Extract every line of the entries below that contains the word "stone".

---------------

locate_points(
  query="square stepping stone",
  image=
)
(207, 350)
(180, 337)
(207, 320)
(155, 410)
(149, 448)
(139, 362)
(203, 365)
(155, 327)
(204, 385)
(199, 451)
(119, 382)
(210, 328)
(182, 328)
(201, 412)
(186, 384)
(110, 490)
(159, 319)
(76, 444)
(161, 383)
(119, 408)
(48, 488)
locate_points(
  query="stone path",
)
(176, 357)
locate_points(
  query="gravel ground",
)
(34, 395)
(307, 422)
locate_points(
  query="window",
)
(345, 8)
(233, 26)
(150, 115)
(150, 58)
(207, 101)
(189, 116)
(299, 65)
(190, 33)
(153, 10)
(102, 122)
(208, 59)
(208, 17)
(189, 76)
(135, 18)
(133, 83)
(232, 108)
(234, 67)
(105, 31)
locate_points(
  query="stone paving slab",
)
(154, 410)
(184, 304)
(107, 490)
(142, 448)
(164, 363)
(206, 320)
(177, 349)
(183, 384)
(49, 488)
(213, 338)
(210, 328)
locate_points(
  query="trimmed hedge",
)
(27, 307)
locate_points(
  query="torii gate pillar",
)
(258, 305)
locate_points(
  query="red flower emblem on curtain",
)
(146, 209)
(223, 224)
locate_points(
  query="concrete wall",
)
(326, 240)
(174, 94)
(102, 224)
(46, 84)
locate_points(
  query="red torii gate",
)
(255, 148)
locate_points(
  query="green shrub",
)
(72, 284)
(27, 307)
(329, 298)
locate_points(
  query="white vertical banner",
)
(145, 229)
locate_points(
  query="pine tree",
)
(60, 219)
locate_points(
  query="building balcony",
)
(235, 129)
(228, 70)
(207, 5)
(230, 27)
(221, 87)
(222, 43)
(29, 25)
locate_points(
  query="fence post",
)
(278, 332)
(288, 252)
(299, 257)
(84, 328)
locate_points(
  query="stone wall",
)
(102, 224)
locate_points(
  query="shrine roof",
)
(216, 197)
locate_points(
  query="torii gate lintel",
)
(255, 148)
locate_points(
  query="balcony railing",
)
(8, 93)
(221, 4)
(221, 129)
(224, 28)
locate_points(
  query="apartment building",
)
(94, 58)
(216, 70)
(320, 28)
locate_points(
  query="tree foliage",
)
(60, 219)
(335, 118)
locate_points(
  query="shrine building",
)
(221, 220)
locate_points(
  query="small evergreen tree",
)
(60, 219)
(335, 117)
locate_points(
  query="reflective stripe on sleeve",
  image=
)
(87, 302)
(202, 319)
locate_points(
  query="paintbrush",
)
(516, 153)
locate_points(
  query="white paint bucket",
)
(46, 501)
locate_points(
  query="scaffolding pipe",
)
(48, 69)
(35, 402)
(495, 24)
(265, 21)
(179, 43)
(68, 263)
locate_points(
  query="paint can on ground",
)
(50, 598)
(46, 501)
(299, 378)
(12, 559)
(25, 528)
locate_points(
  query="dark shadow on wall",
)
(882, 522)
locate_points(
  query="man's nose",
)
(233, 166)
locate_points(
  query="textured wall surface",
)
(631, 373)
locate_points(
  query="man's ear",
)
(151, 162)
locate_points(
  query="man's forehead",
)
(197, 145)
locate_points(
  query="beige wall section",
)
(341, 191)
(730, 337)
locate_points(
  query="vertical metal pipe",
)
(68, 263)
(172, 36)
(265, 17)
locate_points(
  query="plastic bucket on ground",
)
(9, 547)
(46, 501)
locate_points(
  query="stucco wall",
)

---------------

_Expected answer_
  query="square stepping stone",
  query="stone path",
  query="stone paving slab",
  query="stone wall",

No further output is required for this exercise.